*Set problem 1*. Output the passage of the court's report and recommendation below exactly as it appears, everything from "The case was" down to "should be denied.".

REPORT AND RECOMMENDATION
ELIZABETH M. TIMOTHY, Chief Magistrate Judge.
This cause is before the court on Petitioner's amended petition for writ of habeas corpus, filed under 28 U.S.C. § 2254 (ECF No. 7). Respondent filed a motion to dismiss the petition as untimely, with relevant portions of the state court record (ECF No. 19). Petitioner responded in opposition to the motion (see ECF No. 21).
The case was referred to the undersigned for the issuance of all preliminary orders and any recommendations to the district court regarding dispositive matters. See N.D. Fla. Loc. R. 72.2; see also 28 U.S.C. § 636(b) and Fed. R. Civ. P. 72(b). After careful consideration of all issues raised by the parties, it is the opinion of the undersigned that no evidentiary hearing is required for the disposition of this matter, Rule 8(a), Rules Governing Section 2254 Cases. It is further the opinion of the undersigned that the pleadings and attachments before the court show that Respondent's motion to dismiss should be denied.

*Set problem 2*. Return, unchanged, the lines of the rows below that run from the line containing "Practice step: locate the window in" down to the line containing "point(221, 133)", both of those lines included.

*Given records*.

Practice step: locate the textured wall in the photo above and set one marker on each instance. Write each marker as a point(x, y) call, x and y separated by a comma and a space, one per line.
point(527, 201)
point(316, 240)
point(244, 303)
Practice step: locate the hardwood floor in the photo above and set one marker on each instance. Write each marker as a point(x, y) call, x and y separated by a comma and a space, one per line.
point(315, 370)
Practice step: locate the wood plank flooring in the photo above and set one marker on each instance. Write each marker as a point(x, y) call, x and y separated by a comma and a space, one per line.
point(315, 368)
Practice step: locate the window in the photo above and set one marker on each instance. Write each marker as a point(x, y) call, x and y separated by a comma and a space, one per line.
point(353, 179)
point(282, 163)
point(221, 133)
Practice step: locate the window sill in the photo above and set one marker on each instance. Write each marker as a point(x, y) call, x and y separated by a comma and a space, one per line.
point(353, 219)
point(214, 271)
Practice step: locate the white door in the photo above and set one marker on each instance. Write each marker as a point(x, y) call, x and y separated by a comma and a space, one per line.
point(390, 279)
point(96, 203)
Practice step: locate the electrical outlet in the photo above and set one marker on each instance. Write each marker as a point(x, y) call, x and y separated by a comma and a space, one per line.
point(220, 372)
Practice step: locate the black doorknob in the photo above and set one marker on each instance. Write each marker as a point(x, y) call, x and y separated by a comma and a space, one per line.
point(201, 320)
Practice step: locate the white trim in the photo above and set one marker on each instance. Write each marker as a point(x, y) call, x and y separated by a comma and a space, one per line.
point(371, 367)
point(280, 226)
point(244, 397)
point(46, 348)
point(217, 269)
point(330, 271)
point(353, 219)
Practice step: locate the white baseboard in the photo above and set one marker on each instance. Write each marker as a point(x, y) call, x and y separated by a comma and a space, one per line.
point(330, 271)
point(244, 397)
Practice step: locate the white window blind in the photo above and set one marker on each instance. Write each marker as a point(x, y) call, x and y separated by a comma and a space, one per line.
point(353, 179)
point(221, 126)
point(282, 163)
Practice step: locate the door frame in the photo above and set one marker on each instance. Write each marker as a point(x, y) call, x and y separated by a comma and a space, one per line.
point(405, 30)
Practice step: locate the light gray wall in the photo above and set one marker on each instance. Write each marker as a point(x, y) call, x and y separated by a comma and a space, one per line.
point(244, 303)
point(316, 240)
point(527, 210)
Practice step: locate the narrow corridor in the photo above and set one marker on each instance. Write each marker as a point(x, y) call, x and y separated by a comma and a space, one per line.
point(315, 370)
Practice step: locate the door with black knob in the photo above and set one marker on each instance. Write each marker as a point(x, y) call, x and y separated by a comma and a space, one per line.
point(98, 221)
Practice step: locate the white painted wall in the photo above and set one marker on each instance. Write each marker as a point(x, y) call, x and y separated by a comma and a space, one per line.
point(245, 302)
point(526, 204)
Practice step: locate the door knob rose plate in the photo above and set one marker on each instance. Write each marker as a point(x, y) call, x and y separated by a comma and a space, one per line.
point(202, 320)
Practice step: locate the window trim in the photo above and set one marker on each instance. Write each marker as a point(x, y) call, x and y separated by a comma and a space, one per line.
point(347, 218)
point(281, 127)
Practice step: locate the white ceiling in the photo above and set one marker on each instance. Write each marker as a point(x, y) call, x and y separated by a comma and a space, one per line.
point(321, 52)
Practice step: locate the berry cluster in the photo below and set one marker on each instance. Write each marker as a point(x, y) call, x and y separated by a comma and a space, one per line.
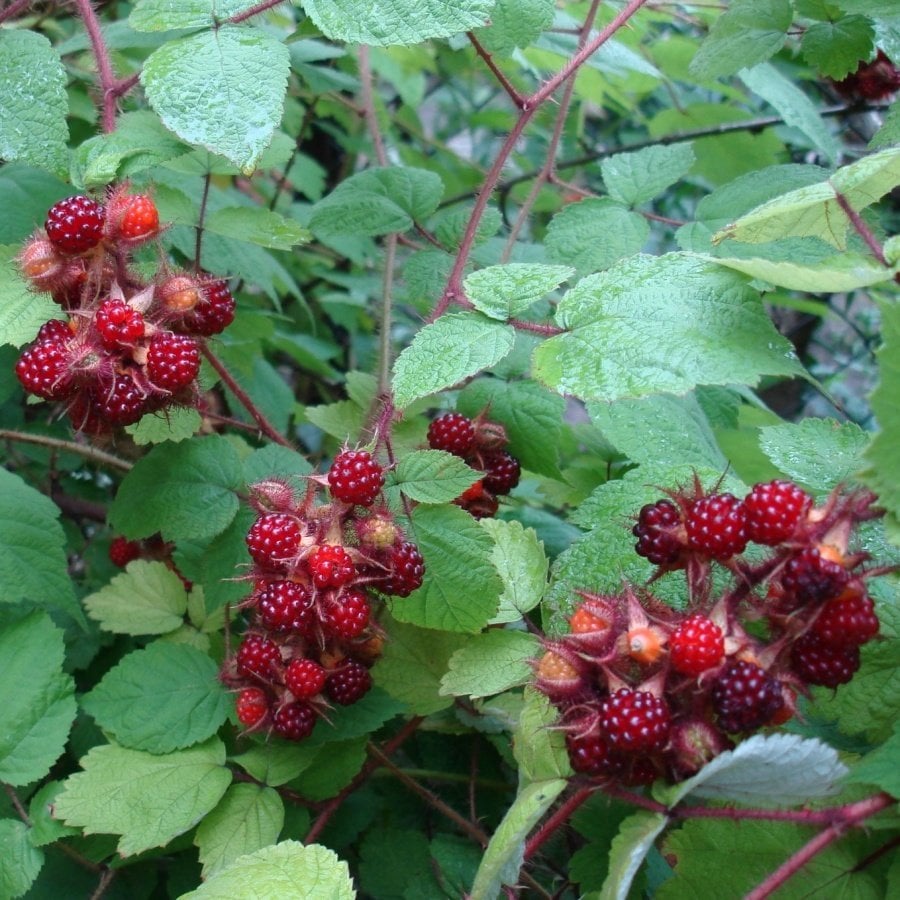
point(482, 445)
point(646, 691)
point(316, 568)
point(126, 347)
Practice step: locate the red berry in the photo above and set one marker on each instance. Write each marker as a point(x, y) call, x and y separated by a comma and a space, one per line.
point(635, 721)
point(745, 697)
point(349, 683)
point(330, 566)
point(355, 477)
point(75, 225)
point(274, 539)
point(295, 721)
point(773, 510)
point(252, 706)
point(501, 471)
point(696, 645)
point(716, 526)
point(304, 678)
point(453, 433)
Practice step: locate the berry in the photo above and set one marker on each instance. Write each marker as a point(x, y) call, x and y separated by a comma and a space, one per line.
point(252, 706)
point(355, 477)
point(294, 721)
point(274, 539)
point(501, 471)
point(716, 526)
point(173, 360)
point(696, 645)
point(635, 721)
point(349, 683)
point(330, 566)
point(118, 324)
point(407, 570)
point(817, 663)
point(258, 656)
point(656, 531)
point(304, 678)
point(745, 697)
point(75, 225)
point(773, 511)
point(453, 433)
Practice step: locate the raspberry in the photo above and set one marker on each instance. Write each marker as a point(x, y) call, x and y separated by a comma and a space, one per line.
point(347, 616)
point(774, 510)
point(716, 526)
point(173, 360)
point(407, 570)
point(119, 325)
point(745, 697)
point(304, 678)
point(817, 663)
point(258, 656)
point(696, 645)
point(330, 566)
point(274, 539)
point(656, 531)
point(453, 433)
point(285, 606)
point(501, 471)
point(75, 225)
point(252, 706)
point(847, 621)
point(349, 683)
point(295, 721)
point(635, 721)
point(122, 551)
point(355, 477)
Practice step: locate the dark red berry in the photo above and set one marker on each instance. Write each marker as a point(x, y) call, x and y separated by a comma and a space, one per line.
point(75, 225)
point(355, 477)
point(773, 510)
point(453, 433)
point(745, 697)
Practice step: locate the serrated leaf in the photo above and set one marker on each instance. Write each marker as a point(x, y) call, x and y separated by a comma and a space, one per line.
point(147, 598)
point(39, 704)
point(288, 869)
point(223, 90)
point(248, 818)
point(33, 102)
point(163, 698)
point(660, 324)
point(147, 799)
point(445, 352)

*Full solution 1*.
The case was referred to the undersigned for the issuance of all preliminary orders and any recommendations to the district court regarding dispositive matters. See N.D. Fla. Loc. R. 72.2; see also 28 U.S.C. § 636(b) and Fed. R. Civ. P. 72(b). After careful consideration of all issues raised by the parties, it is the opinion of the undersigned that no evidentiary hearing is required for the disposition of this matter, Rule 8(a), Rules Governing Section 2254 Cases. It is further the opinion of the undersigned that the pleadings and attachments before the court show that Respondent's motion to dismiss should be denied.

*Full solution 2*.
Practice step: locate the window in the photo above and set one marker on each instance. Write each marker as a point(x, y) call, x and y separated by a comma and a space, one per line.
point(353, 179)
point(282, 163)
point(221, 133)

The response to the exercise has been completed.